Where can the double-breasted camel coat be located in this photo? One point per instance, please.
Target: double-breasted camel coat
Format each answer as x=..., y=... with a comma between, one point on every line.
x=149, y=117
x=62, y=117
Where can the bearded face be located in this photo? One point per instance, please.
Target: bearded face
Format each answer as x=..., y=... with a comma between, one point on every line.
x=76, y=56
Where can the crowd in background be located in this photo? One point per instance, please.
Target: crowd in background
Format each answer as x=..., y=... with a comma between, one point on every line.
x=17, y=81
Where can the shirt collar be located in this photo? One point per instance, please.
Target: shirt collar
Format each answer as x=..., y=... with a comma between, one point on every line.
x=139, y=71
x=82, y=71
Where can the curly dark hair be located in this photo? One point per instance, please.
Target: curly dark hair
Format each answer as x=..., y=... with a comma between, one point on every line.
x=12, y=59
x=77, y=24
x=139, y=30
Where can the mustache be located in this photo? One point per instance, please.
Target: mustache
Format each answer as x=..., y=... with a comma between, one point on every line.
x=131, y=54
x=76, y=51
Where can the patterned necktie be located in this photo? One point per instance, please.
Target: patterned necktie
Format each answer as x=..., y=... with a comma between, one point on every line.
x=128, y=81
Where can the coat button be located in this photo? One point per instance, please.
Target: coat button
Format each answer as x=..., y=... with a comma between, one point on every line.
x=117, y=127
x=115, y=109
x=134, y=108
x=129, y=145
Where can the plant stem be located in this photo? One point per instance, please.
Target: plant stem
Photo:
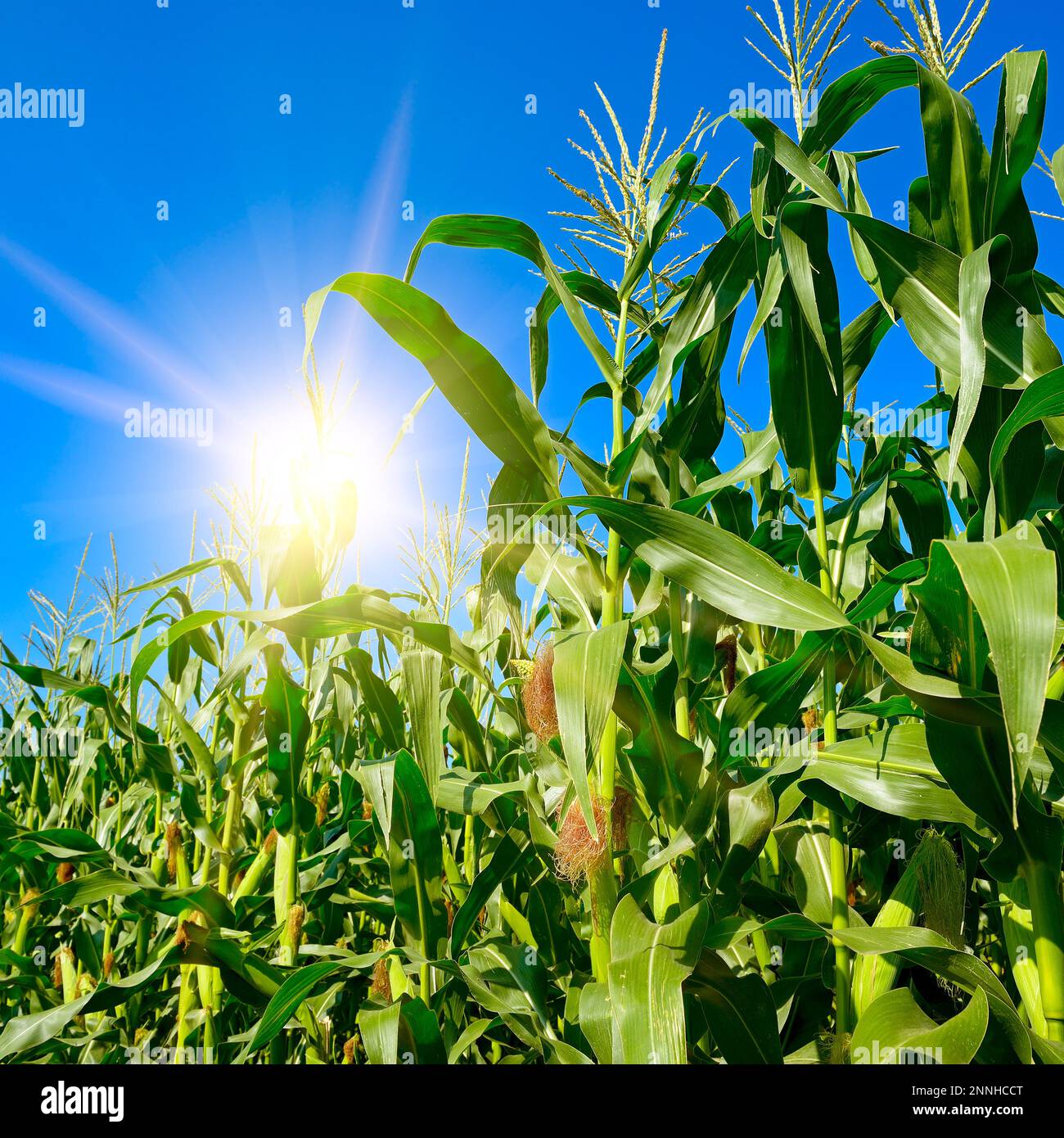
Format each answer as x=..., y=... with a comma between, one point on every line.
x=840, y=908
x=1047, y=914
x=603, y=884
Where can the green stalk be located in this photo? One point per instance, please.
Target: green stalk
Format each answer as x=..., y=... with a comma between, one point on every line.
x=603, y=884
x=840, y=908
x=1047, y=913
x=676, y=624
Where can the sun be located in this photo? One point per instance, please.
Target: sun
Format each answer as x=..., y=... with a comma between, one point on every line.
x=334, y=476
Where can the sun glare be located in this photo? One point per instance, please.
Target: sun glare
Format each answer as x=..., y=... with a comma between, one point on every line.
x=338, y=481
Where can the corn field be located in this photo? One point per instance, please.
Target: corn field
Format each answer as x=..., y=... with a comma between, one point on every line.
x=658, y=762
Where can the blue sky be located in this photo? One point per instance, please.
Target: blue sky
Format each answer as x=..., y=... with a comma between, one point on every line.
x=390, y=105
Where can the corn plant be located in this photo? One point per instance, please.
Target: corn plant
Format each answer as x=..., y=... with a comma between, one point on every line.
x=666, y=762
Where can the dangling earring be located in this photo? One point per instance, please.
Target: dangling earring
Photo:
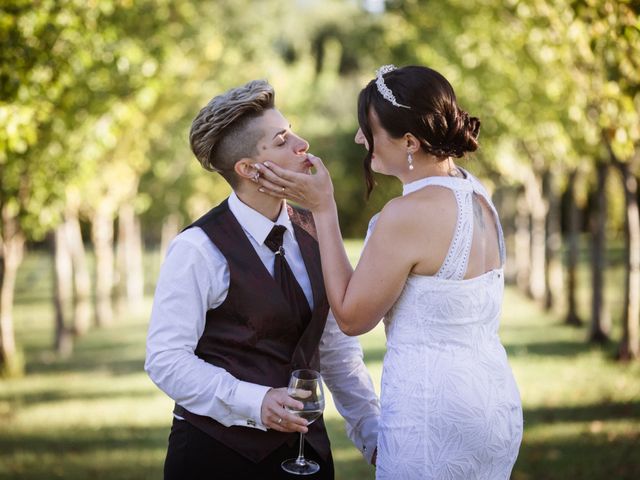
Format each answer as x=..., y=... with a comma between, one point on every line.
x=410, y=160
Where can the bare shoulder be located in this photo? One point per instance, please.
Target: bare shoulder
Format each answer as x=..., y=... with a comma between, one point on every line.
x=431, y=206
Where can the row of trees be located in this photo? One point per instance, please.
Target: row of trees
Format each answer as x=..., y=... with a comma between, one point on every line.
x=96, y=98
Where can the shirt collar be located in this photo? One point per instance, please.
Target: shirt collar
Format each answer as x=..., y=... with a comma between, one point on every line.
x=253, y=222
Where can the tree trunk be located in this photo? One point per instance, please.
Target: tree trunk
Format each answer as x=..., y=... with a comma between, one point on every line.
x=81, y=277
x=12, y=244
x=538, y=209
x=102, y=236
x=62, y=291
x=523, y=244
x=629, y=347
x=600, y=319
x=553, y=264
x=130, y=269
x=170, y=229
x=573, y=237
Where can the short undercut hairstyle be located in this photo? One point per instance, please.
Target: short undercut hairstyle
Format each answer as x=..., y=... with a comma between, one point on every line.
x=221, y=133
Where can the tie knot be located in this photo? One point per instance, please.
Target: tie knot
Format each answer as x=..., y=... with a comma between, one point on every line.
x=274, y=239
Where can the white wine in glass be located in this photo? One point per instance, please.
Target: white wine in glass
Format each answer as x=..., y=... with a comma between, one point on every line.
x=306, y=387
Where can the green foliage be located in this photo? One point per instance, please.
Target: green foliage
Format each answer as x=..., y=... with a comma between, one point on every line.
x=97, y=414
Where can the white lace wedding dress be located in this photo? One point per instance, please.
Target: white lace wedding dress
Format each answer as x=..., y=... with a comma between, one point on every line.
x=450, y=405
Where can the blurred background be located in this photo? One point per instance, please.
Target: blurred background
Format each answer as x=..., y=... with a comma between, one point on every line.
x=96, y=176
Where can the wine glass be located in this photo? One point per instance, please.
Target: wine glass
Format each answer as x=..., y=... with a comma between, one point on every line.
x=306, y=387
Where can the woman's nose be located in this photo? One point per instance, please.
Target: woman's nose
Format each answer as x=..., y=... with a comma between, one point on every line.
x=302, y=145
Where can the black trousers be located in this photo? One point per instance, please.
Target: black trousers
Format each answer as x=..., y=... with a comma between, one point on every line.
x=194, y=455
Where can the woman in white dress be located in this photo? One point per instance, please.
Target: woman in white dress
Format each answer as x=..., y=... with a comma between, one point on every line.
x=432, y=267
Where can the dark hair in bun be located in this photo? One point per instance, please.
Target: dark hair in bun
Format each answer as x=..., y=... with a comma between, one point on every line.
x=433, y=116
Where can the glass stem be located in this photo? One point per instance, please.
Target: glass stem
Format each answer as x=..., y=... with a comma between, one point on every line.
x=300, y=460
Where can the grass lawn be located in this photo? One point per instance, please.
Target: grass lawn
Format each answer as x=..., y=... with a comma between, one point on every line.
x=97, y=416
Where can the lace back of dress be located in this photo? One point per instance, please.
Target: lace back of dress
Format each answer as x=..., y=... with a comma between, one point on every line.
x=455, y=263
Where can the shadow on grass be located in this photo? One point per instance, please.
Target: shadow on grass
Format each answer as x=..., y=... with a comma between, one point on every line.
x=47, y=396
x=87, y=363
x=550, y=349
x=78, y=454
x=583, y=413
x=82, y=453
x=585, y=456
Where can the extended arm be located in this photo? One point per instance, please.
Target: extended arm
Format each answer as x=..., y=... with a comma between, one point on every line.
x=360, y=298
x=344, y=372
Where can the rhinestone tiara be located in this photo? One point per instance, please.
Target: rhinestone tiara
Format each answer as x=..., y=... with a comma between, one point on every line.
x=385, y=91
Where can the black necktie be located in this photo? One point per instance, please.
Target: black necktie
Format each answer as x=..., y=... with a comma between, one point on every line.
x=284, y=276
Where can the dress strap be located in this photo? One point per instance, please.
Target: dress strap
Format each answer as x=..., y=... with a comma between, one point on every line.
x=455, y=263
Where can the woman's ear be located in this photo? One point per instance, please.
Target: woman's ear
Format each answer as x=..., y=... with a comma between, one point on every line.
x=244, y=168
x=411, y=143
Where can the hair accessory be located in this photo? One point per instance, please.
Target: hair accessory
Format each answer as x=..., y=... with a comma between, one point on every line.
x=453, y=170
x=386, y=93
x=410, y=160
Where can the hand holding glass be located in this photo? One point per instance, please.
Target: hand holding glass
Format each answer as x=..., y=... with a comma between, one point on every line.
x=306, y=387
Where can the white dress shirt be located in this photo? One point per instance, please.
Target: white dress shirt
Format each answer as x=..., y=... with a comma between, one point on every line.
x=194, y=278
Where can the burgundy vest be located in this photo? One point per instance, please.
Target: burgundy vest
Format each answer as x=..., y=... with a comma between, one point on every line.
x=253, y=334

● ● ●

Quote every line from the line containing "Where can the hand" through the closing line of the listing, including both.

Where can the hand holding glass be located in this photo? One point per instance, please.
Target: hand holding glass
Format each answer as x=..., y=... with a comma between, one point on every line.
x=306, y=387
Where can the white dress shirt be located in this photo? One point per instance, please.
Target: white dress shirt
Format each answer as x=..., y=... with a comma between, one point on every line.
x=194, y=278
Where can the burgundy vest be located in this photo? One point per instance, please.
Target: burgundy vest
Format each answer as x=..., y=... with a comma between, one point on every line.
x=253, y=334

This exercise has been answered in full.